- **Texto extraído**
A SENDA ESOTÉRICA DA CAPOEIRA
“Dois homens
vestidos de branco estão agachados frente a frente, concentrados no ritmo
cadenciado que o mestre tira do seu berimbau. Ao redor do círculo marcado no
chão – a roda – os demais, também de branco, batem palmas e acompanham em coro
o refrão cantado pelo Mestre. A um sinal deste, os dois homens se benzem e
iniciam seus movimentos circulares, desferindo golpes cujo a violência fica
encoberta pela beleza daquilo que à primeira vista é apenas uma dança.
Na realidade
a capoeira é mais que uma luta ou uma dança, um esporte ou uma manifestação
folclórica. É uma herança místico-cultural de inestimável valor que nos foi
legada pelo negro que veio ao Brasil como escravo, e aqui usou-a para lutar por
sua liberdade. Porém como quase todas manifestações culturais e religiosas do
negro, também a capoeira sofreu, ao longo dos séculos, uma perseguição
sistemática por parte do branco zeloso de sua “cultura” européia.
Por esta
razão chegou até nós uma imagem deturpada, na qual é evidenciado o fato de ter
sido praticada principalmente por marginais (criados pela própria sociedade que
libertou o negro sem, no entanto, dar-lhes oportunidades dignas de
sobrevivência). Mas o seu maior prejuízo foi a perda do caráter
místico-filosófico, que só agora estamos tentando redescobrir e transmitir.
Para se
compreender o sentido místico-filosófico da capoeira, talvez seja interessante
compará-la com as artes marciais orientais, que desde tempos imemoriais são
usadas para auxiliar o homem a transcender seus limites físico-mentais a níveis
quase utópicos da nossa compreensão (vide planeta nº 94).

- **Instrução 1**
Filtre os registros e copie cada linha que contenha a palavra "with", levando em conta maiúsculas e minúsculas.

Trechos de conjunto de dados com caixas delimitadoras

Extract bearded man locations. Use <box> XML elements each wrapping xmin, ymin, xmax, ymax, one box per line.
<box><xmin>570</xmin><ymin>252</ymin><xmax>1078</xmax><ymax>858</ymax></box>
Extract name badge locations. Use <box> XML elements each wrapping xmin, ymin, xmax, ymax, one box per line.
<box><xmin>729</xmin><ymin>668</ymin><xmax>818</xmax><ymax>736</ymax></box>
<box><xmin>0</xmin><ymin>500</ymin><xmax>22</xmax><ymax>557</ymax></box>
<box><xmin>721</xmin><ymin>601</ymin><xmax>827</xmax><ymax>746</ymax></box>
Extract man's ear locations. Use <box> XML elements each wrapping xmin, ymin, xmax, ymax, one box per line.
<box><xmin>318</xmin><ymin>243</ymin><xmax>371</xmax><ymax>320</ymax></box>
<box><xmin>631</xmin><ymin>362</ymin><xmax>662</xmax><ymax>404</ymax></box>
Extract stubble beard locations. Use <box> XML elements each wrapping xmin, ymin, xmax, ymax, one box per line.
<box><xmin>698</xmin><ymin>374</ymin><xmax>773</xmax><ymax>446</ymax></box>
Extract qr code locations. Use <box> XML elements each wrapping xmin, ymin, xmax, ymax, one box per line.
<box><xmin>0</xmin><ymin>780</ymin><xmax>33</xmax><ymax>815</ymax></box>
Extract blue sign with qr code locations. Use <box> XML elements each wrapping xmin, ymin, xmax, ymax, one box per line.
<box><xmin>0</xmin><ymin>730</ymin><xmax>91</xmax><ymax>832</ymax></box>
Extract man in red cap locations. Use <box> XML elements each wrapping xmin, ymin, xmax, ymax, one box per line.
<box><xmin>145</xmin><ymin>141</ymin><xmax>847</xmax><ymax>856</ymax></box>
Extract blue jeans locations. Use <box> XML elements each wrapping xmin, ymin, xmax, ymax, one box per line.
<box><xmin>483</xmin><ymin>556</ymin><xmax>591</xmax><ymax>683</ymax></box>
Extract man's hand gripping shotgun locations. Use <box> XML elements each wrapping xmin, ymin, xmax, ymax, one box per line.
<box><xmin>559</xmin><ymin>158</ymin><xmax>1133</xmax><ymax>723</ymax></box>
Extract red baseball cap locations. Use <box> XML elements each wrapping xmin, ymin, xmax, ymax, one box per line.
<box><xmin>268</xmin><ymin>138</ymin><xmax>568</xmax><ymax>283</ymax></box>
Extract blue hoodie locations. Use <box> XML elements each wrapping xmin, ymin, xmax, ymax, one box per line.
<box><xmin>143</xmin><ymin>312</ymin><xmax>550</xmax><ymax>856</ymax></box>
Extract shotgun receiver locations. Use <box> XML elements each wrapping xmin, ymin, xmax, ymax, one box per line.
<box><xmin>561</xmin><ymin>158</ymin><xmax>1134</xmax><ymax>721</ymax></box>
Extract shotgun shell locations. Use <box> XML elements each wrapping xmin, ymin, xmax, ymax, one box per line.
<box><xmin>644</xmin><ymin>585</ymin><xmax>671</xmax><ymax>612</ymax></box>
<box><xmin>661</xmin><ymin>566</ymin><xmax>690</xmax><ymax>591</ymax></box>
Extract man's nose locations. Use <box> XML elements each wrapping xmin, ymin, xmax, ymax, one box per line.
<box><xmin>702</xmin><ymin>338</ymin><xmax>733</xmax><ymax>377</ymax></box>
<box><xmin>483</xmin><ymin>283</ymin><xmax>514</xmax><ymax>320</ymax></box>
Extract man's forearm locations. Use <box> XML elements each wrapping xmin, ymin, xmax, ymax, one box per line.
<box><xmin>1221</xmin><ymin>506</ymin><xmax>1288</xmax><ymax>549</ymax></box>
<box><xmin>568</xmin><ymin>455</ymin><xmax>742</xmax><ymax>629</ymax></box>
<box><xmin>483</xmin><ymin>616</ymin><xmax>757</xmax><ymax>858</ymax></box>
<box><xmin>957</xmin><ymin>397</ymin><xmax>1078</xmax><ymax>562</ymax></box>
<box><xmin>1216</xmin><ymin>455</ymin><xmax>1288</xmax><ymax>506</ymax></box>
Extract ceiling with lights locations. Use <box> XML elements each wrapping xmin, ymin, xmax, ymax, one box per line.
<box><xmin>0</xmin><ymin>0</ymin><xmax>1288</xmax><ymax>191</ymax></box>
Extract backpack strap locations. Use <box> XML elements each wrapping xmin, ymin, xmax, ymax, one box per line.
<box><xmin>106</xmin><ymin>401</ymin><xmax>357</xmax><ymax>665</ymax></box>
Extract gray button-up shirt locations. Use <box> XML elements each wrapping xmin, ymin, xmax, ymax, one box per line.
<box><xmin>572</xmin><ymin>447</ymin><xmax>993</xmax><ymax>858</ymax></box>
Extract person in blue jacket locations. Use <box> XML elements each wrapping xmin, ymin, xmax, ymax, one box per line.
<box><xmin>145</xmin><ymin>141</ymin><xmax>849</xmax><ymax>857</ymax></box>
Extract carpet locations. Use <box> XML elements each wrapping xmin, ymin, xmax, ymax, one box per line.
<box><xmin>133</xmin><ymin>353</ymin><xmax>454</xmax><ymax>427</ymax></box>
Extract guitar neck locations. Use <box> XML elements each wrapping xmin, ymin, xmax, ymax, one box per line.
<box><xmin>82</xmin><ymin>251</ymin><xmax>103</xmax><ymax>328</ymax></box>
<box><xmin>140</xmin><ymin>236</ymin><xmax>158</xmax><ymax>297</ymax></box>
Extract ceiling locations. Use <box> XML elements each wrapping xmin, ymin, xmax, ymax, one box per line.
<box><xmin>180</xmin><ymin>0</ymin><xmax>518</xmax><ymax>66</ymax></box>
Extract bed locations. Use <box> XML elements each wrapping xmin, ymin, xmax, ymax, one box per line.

- **Instrução 2**
No texto sobre a capoeira, a capoeira é apresentada como algo além de outras coisas. Enumere todas essas coisas.

- **Resposta escrita 1**
Extract blue sign with qr code locations. Use <box> XML elements each wrapping xmin, ymin, xmax, ymax, one box per line.
Extract ceiling with lights locations. Use <box> XML elements each wrapping xmin, ymin, xmax, ymax, one box per line.

- **Resposta escrita 2**
- uma luta
- uma dança
- um esporte
- uma manifestação folclórica